What the task requires
Restrict the output to the lines below starting at the one that contains "Target: decorative metal screen door" and ending at the one that contains "the white garage", and restate them word for word, both ends included.

----------

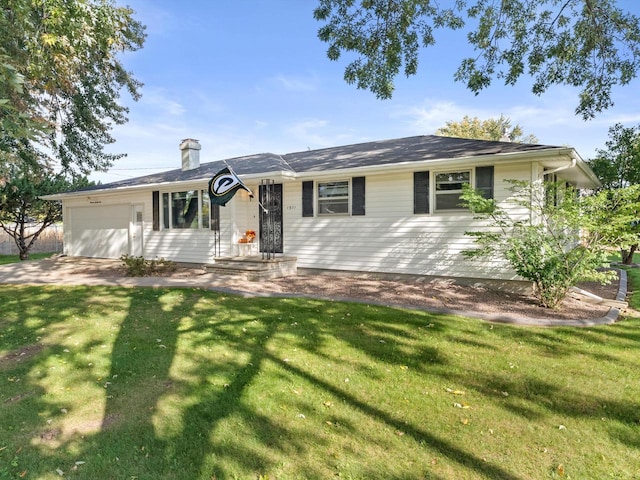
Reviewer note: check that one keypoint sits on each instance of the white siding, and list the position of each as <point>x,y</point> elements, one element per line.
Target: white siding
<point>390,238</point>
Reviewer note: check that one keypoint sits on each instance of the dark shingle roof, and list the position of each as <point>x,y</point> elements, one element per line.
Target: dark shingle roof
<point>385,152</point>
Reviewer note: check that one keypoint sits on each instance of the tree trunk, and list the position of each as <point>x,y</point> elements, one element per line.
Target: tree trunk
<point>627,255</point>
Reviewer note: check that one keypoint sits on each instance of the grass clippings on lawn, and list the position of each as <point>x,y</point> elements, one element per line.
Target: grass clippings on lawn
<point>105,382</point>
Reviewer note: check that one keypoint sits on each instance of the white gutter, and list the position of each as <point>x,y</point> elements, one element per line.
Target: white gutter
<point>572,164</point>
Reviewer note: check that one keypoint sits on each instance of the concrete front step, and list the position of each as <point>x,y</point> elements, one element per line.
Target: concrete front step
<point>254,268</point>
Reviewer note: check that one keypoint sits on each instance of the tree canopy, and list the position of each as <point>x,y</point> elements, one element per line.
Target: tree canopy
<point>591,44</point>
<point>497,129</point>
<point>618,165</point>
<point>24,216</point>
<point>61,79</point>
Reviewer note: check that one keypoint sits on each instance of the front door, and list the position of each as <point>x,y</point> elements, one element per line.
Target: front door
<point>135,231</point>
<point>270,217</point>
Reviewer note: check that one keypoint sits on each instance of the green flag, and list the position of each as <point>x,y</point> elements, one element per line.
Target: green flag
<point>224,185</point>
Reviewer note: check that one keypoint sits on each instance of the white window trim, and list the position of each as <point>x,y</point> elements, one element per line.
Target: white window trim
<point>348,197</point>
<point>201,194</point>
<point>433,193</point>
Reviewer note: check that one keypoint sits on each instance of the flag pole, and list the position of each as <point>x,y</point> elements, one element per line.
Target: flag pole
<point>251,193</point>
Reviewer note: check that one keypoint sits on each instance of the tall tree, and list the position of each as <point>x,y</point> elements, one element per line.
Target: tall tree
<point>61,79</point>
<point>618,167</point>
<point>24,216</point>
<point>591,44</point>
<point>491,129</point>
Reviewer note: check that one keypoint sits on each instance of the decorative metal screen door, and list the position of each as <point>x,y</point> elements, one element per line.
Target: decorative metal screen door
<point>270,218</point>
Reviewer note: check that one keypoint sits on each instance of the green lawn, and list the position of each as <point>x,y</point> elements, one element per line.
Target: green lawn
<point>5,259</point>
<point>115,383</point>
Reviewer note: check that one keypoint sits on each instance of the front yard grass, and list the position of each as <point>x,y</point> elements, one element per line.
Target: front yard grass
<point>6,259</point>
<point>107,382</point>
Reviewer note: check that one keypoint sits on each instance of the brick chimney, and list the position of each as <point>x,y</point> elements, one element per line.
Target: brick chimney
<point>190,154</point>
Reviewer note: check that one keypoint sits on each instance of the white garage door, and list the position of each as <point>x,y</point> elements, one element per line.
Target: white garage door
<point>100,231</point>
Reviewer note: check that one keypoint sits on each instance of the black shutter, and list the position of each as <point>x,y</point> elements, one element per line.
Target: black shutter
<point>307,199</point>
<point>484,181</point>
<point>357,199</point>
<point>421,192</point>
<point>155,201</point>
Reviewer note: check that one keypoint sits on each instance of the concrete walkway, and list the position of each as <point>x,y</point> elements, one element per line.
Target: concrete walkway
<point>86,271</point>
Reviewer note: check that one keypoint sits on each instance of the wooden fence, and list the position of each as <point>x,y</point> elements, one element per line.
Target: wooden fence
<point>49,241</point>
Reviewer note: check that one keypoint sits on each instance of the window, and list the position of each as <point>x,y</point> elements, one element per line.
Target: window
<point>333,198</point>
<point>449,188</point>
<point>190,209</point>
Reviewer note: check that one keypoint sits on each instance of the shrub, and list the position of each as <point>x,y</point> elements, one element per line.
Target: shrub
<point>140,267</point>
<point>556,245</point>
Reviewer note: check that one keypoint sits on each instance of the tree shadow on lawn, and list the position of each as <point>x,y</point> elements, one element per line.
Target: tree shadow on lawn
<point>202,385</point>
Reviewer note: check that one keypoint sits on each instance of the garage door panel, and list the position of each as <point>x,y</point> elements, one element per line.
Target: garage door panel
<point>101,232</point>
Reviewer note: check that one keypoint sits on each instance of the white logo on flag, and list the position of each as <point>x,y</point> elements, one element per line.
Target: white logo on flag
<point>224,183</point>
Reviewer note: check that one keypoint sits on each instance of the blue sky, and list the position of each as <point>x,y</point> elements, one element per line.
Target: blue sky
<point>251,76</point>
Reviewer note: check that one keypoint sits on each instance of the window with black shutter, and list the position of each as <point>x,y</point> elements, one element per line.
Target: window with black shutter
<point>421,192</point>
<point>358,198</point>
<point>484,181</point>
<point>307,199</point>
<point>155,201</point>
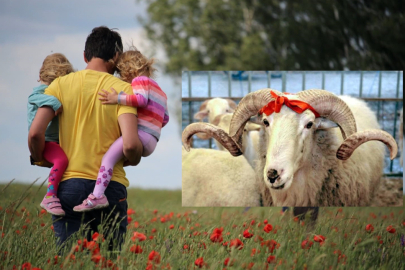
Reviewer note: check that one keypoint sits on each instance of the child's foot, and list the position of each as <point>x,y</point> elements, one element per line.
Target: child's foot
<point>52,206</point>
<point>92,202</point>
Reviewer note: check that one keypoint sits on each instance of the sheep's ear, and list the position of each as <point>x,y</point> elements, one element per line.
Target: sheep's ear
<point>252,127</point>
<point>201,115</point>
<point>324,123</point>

----------

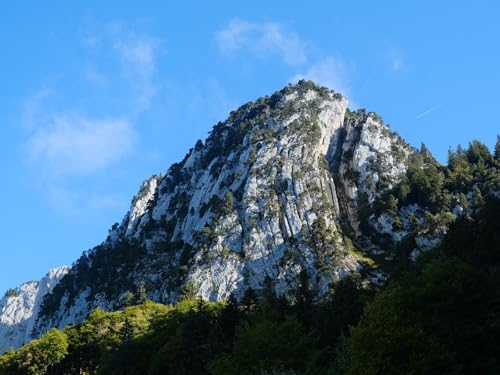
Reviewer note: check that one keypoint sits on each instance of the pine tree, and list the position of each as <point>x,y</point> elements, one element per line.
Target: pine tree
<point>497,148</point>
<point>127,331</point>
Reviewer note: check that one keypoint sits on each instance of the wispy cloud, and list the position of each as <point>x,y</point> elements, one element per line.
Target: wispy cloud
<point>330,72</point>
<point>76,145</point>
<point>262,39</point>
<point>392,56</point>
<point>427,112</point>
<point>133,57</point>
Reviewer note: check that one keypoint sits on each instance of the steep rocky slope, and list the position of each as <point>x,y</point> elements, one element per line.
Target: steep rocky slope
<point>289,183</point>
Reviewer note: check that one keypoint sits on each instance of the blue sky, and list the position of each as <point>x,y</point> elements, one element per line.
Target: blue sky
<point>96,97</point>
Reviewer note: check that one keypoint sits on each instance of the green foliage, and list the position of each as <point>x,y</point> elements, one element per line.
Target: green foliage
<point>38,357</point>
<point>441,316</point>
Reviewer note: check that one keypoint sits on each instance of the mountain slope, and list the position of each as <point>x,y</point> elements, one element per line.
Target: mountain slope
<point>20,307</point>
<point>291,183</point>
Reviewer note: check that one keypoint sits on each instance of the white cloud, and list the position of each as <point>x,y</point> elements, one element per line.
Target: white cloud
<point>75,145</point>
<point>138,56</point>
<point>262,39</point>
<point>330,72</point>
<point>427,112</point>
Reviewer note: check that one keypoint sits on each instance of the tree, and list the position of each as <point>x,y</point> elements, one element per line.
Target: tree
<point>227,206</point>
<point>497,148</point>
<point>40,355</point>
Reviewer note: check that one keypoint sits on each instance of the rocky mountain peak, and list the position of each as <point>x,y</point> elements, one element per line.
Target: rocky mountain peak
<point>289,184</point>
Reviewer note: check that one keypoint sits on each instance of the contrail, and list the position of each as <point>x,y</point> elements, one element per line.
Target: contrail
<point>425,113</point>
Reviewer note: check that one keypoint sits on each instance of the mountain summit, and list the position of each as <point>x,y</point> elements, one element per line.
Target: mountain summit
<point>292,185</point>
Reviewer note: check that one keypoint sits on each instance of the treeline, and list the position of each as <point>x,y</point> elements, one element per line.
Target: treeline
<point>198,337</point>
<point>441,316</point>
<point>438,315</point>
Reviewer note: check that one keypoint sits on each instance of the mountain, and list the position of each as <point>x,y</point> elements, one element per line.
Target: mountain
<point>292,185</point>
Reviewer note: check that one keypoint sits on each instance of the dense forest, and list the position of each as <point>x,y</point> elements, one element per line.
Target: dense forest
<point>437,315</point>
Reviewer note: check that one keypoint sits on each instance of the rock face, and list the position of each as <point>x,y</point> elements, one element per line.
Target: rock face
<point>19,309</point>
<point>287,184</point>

----------

Response for this exercise
Target: decorative metal screen door
<point>270,218</point>
Reviewer note: check that one keypoint sits on each instance of the green lawn, and list the position of each as <point>x,y</point> elements, one element per line.
Target: green lawn
<point>5,259</point>
<point>115,383</point>
Reviewer note: check that one keypoint sits on each instance of the front yard grass, and list the position of each as <point>x,y</point> elements, one element per line.
Target: front yard grass
<point>6,259</point>
<point>107,382</point>
Reviewer note: check that one keypoint sits on each instance of the brick chimney, and list the position of each as <point>x,y</point> elements, one element per line.
Target: brick chimney
<point>190,154</point>
Reviewer note: check that one keypoint sits on each instance of the white garage door, and list the position of each as <point>x,y</point> elements, one element per line.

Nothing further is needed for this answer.